# Wraping Brisket In Butcher Paper



## POCLANCE

Anyone wrap their briskets in butcher paper while cooking? Lets hear our process.


----------



## NaClH2O

I don't wrap in butcher paper, but I've heard of some that do. I do wrap mine in foil, though.


----------



## Bukmstr

*Aron Franklin*

Youtube Aron Franklin's BBQ. He does this and it came out Great! Think I may try it next go around....


----------



## manintheboat

I wrap everything in butchers paper instead of foil. It works very well. For brisket, I smoke at 225-250 until the internal hits around 170 and I am happy with the bark. Then I wrap in butchers paper and finish to 195 in the flat. The bark stays intact much better than if you use foil. I will also rest meat wrapped in butchers paper too, like tri tip or whole tenderloin.


----------



## djbutter22

manintheboat said:


> I wrap everything in butchers paper instead of foil. It works very well. For brisket, I smoke at 225-250 until the internal hits around 170 and I am happy with the bark. Then I wrap in butchers paper and finish to 195 in the flat. The bark stays intact much better than if you use foil. I will also rest meat wrapped in butchers paper too, like tri tip or whole tenderloin.


:cheers: what he said


----------



## tboltmike

Does the BP leak or break?


----------



## manintheboat

it will get pretty greasy, that is for sure. It will drip some, but not much.


----------



## specsultan

Do you use treated or untreated butcher paper? Where do you buy it?


----------



## manintheboat

untreated only. Do not use waxed paper at all. I bought mine online at POS paper.

http://www.pospaper.com/40coloredbutcherpaper.html


----------



## el rojo

Sounds like ima wrap it in BP next time. Always willing on trying something new


----------



## msf62000

I bought the paper that manintheboat suggested and cooked one like he suggested and it was excellent. I had always wrapped in foil before but not anymore.


----------



## tdgal

*Paper*

My grandmother used to cook a lot in paper, she said it came from the war days when foil was in short supply. I don't know that for sure, cause grandparents lived down in the Arkansas River bottoms and everything there seemed in short supply !!!!!!!

I will try to kook in some paper next time !!! Thanks for the kooking tip !!!!

▶ _PROBLEM TO WORK ON_
Copy out the stretch of the butcher-paper brisket thread from "## specsultan" through "at POS paper.". Work from the butcher-paper brisket thread alone.

▶ _PROVIDED RECORDS_
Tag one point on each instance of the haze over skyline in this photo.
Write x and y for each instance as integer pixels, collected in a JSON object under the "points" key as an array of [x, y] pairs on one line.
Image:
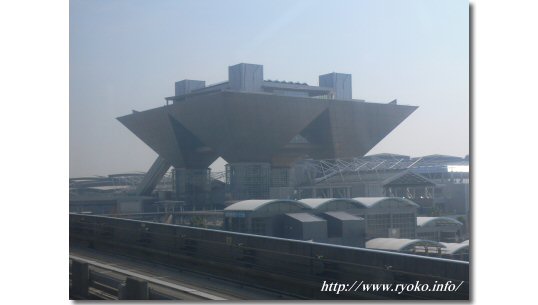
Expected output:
{"points": [[126, 55]]}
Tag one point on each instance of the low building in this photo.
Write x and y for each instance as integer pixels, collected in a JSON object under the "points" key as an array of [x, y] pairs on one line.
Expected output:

▶ _EXERCISE RESULT_
## specsultan

Do you use treated or untreated butcher paper? Where do you buy it?


----------



## manintheboat

untreated only. Do not use waxed paper at all. I bought mine online at POS paper.